Try it:
All entries below are to be copied precisely as they appear.

====

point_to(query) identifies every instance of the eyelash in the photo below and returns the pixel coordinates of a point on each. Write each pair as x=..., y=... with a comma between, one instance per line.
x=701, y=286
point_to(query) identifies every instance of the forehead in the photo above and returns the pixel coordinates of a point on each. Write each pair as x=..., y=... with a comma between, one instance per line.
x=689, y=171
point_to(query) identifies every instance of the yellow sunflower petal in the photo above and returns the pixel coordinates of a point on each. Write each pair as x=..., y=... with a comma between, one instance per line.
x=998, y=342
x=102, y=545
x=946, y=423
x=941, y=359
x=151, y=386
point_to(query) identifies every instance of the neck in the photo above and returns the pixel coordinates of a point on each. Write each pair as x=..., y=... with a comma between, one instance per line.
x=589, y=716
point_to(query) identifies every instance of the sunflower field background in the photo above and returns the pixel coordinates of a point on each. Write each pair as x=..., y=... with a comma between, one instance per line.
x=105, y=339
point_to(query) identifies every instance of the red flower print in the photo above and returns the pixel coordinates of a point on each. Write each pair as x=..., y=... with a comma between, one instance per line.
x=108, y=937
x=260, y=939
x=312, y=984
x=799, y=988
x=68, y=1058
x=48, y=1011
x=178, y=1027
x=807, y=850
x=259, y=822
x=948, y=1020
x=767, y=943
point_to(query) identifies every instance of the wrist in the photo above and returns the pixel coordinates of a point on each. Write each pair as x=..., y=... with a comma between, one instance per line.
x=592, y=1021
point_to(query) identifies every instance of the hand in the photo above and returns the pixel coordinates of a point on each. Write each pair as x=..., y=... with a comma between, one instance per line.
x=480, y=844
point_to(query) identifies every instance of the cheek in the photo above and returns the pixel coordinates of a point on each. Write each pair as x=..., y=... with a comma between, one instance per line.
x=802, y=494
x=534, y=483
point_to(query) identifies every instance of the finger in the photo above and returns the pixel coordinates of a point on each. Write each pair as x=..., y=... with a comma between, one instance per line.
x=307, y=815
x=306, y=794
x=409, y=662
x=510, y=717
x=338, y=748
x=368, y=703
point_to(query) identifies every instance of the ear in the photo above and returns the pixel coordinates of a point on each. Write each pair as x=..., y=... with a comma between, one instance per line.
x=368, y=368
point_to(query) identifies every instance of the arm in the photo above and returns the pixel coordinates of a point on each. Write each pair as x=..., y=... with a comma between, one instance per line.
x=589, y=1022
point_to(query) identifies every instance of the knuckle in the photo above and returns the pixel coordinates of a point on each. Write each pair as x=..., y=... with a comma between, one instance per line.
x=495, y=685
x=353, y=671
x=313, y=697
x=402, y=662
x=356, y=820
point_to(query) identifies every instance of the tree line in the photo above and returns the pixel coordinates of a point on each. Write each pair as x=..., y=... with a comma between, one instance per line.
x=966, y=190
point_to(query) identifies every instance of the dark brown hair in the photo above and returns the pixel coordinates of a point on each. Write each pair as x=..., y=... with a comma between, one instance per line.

====

Response:
point_to(query) identifies every instance of the eyelash in the photo below and returns the pixel coordinates of a point on each. Write each pair as x=..., y=... with a comma between, one instance per line.
x=701, y=286
point_to(query) identifies every instance of the forehead in the photo above and returns the pixel coordinates of a point on each. Write each pair as x=..., y=... with a comma between, one instance per line.
x=689, y=171
point_to(query) identifies every instance of the yellow sunflower petal in the photo above and returns the pixel coordinates of a point on each. Write each pair as x=..., y=... with a comma between, one instance per line.
x=998, y=342
x=102, y=545
x=946, y=423
x=941, y=359
x=151, y=386
point_to(query) identifies every instance of the neck in the photo above and returns the pixel coordinates of a point on each. Write each pair as x=..., y=... with a comma between, one instance per line.
x=589, y=716
point_to(query) identifies every instance of the sunflower field background in the photo above and returns the pixel coordinates of a point on each. Write each pair as x=..., y=... with a comma between, one instance per line.
x=105, y=339
point_to(query) identifies every instance of the red flower print in the photo above and returns the pixel coordinates of a point on each. Write each pair as x=..., y=... with a comma between, one instance per line.
x=108, y=937
x=260, y=939
x=312, y=984
x=799, y=988
x=68, y=1058
x=48, y=1011
x=178, y=1027
x=807, y=850
x=259, y=822
x=948, y=1020
x=767, y=943
point_to(query) identifies every instance of the wrist in the photo above and returns the pixel coordinates of a point on each. Write each pair as x=..., y=... with a comma between, one instance per line.
x=592, y=1021
point_to(query) identifies every instance of the hand in the photo above and returns the pixel coordinates of a point on each. Write each pair as x=..., y=... with a comma between, one instance per line.
x=480, y=844
point_to(query) identifies every instance of the cheek in the photo above and returns the pixel coordinates of a point on each. Write each pair as x=..., y=... with a comma between, one instance per line.
x=802, y=494
x=534, y=483
point_to(query) identifies every instance of the finger in the photo above and returns the pixel coordinates of a point on each. Write each pair as x=..., y=... with a comma between, one instance per line.
x=307, y=815
x=306, y=794
x=409, y=662
x=510, y=717
x=338, y=748
x=368, y=703
point_to(query) identifies every instance of the ear in the photo above and returns the pixel coordinates of a point on each. Write each pair as x=..., y=... with a comma between, one instance per line.
x=368, y=368
point_to(query) identifies every instance of the arm in the photo above and returns the pixel coordinates of a point on each. Write each pair as x=..., y=... with a comma between, one instance per line.
x=589, y=1022
point_to(query) identifies every instance of the knuckle in the photo above and returns the pixel coordinates of a point on each. Write each pair as x=..., y=... with a comma between, one instance per line.
x=495, y=685
x=353, y=671
x=313, y=697
x=402, y=662
x=356, y=820
point_to(query) identifies every instance of the tree line in the photo above and returns the pixel coordinates of a point on each. Write each pair as x=..., y=... with a comma between, one instance per line.
x=966, y=190
point_to(query) identifies every instance of the dark brown hair in the photo above and returns the pixel coordinates of a point on each. Write each pair as x=..., y=... with a comma between, one instance per line.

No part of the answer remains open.